• **QUESTIONS**
1. In the podcast blog post, rewrite the passage between "How can I create" and "first for me.", inclusive, with "narrative" changed to "story".
2. In the podcast blog post, whose tale does the writer hope will grow as the podcast grows?
3. Write the next part of the podcast blog post, picking up after its last paragraph.

What would the podcast be about?
I’d chosen my content mediums but I still had a problem – I hadn’t written, played, or watched much of anything for a year and a half. Sure, it’s like bicycling, you never truly lose it, but picking up a controller or staring at a blank word document was unbelievably daunting. That will definitely be a separate blog to write, no doubt.
Step 2.
I swallowed my disdain of AI (it had stolen my dream, after all) and decided to use it to my advantage as a sounding board. I analyzed my previous iterations of my podcast, reviewed what I liked and what was successful. Pulled insight from resources I had available (a career coach who helped me re-write my resume shared a beta program with me that she was trying to sell. I got it for free in return for providing feedback on what she built), and even reached out to Podcast critics to hear what they had to say.
Problem.
How can I create this content?
I’d spent months half-writing the narrative, backtracking, needing research I didn’t have time to do. Over time, I’d gotten back into a more normal life with personal time being set aside just for me to decompress, but I then became overly-protective of that time and now had to fight procrastination, which was a first for me.
Step 3.
I asked for help. Do I want to be able to claim that I did all of the backend research and writing myself? Of course. Was I willing to continually prolong the process in an endless spiral of over-thinking and procrastination? Not anymore.
I developed the journey for Season One and wrote out what I wanted to explore in each episode. This will give me a good idea of whether people resonate with the content and what I should dig deeper on, and what I should leave behind.
Then, I hired Esha Nouman and Alex Simpson.
Esha conducted the research I needed and wrote the blog that each Podcast episode would be based on. The idea is built in marketing best-practices (something I’m horrible for doing for myself) and also provided me with a base to yes, use AI to reformat into a script. I know, it’s not great. But it’s far from AI Slop and the time saved is what makes this even feasible for me to pursue.
Alex has written fictional stories to go along with the “lesson of the day” of each episode. Storytelling is something that I felt needed to be included, at least one last time, and I love the lore and world building he’s developed. As the podcast grows, I hope the tale of Gunnar will, too. Who knows, perhaps his journey will become the first Mindfulness-based Action RPG!

• **MATERIAL PROVIDED**
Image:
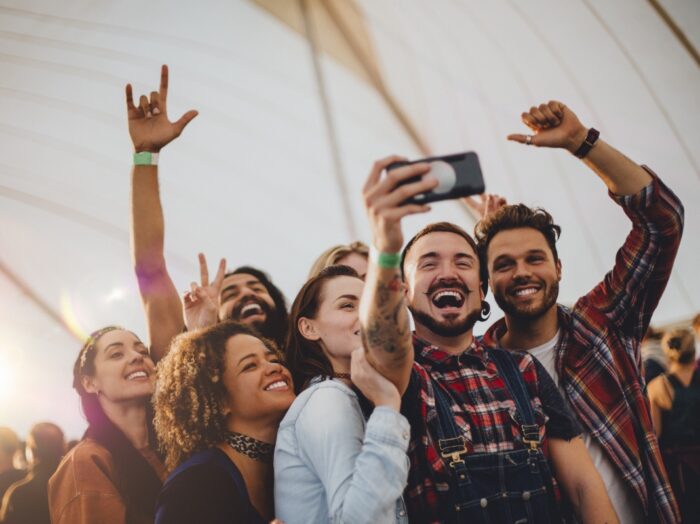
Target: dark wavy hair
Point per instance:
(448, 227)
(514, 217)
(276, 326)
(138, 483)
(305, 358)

---

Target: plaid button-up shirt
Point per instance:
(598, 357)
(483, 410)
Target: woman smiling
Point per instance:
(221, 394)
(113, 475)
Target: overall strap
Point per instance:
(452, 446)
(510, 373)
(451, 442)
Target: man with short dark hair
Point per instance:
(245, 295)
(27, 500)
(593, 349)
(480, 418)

• **RESPONSES BY TASK**
1.
How can I create this content?
I’d spent months half-writing the story, backtracking, needing research I didn’t have time to do. Over time, I’d gotten back into a more normal life with personal time being set aside just for me to decompress, but I then became overly-protective of that time and now had to fight procrastination, which was a first for me.

2. Gunnar's

3.
Esha will also be managing my Instagram, in an effort to spread awareness of my podcast a bit more than I have ever done previously. Again, I would love to be the one to interact with others online, but I simply have no time to dedicate to this.
Transparency.
Why am I sharing all of this with you? I’ve already told you: I’m known for being Dependable and Trustworthy, and I don’t want to ever jeopardize that. You may not agree with every choice I make, but you will always know the what and the why behind those choices.
I am not perfect, just as I am not a medical professional. I am not a monk on a mountaintop with all the answers tucked neatly into my robe pocket. I am a tired, determined, emotionally dramatic little potato-fairy of a human being who still believes stories can change us in small, strange ways.
I know I will make mistakes. I know I will be called out. And if this series grows the way I hope it does, I know the haters and trolls will eventually crawl out from under their bridges, ready to comment. (the gaming community can be toxic AF, after all). But what I will not have is an influencer scandal!
Psypris’ Asylum is not being created because I have mastered mindfulness. It’s being created because I need it, too. Because I know what it feels like to lose your voice, your confidence, your joy, your hobbies, your sense of self; and still have some tiny, stubborn ember inside whispering, “Not yet.”
So this is me feeding the ember; this is me adapting.
This is me finding my way back to the stage, one episode, one story, one breath, one chaotic little nerdy reflection at a time.
Welcome back to the Asylum. Let’s embrace insanity together.